▶ [Material provided]:
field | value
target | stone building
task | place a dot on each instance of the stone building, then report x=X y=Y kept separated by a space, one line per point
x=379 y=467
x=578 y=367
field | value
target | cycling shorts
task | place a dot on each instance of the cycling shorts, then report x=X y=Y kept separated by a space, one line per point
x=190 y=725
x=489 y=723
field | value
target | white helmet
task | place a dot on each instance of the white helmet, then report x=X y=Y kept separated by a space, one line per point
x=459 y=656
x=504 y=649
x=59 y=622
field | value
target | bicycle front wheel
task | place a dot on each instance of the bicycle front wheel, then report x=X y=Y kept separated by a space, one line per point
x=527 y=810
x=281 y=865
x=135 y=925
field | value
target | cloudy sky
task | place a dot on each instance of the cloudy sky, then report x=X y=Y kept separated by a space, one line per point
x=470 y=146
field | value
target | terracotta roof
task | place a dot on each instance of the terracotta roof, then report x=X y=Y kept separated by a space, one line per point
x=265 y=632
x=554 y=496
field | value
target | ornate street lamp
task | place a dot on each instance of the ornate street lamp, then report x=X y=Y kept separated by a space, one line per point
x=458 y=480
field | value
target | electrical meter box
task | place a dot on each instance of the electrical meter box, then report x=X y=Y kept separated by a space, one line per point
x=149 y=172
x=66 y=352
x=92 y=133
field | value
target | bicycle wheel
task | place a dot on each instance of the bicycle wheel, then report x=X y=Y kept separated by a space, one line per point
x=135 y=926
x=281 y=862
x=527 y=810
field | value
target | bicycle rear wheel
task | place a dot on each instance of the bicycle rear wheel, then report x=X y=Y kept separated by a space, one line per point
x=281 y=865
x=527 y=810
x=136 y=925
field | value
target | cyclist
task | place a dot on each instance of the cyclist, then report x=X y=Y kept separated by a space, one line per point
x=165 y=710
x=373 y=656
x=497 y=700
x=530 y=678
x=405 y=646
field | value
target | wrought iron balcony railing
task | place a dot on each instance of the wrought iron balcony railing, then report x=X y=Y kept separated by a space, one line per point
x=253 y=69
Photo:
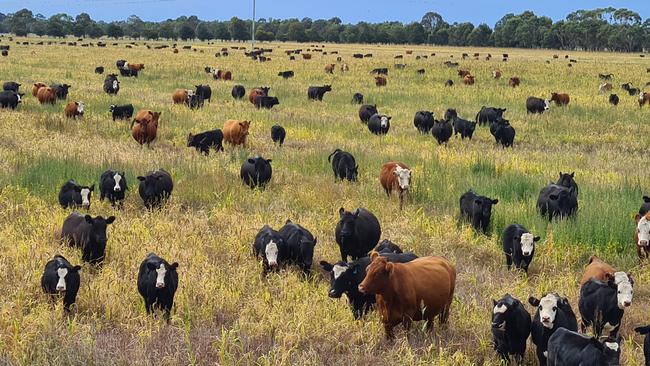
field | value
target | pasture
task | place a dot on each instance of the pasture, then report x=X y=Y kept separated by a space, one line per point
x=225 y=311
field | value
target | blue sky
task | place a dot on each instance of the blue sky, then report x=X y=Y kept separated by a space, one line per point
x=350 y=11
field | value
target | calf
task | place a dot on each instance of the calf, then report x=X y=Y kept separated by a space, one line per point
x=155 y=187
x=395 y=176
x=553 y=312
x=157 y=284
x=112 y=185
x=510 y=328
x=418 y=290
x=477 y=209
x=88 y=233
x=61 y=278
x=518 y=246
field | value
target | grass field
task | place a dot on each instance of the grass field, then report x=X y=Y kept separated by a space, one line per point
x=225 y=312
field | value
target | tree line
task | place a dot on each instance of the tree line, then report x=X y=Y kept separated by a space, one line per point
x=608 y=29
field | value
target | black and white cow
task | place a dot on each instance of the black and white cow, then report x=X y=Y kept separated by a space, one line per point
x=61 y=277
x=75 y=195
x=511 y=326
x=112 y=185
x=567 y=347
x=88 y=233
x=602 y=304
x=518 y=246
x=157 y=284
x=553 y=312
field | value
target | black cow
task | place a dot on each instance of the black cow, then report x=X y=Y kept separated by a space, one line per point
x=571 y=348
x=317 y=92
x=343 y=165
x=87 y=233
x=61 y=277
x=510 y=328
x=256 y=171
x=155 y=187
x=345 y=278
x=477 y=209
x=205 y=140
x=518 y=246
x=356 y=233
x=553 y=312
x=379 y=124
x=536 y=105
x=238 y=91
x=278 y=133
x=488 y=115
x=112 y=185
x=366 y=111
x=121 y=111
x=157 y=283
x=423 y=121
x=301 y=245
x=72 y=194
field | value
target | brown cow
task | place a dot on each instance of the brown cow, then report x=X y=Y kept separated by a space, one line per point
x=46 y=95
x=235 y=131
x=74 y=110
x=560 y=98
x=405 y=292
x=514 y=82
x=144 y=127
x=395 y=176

▶ [Exercise]:
Edit the data starting at the beginning and ending at the line that contains "x=489 y=723", replacing "stone building" with "brick building" and leaving everything else unchanged. Give only those lines.

▶ [Task answer]:
field | value
target | brick building
task | place a dot on each instance of the brick building, then report x=X y=Y kept separated by a space, one line per point
x=379 y=467
x=578 y=367
field | value
target | cycling shorts
task | place a dot on each instance of the cycling shorts, then report x=X y=Y kept separated by a space, one line per point
x=190 y=725
x=489 y=723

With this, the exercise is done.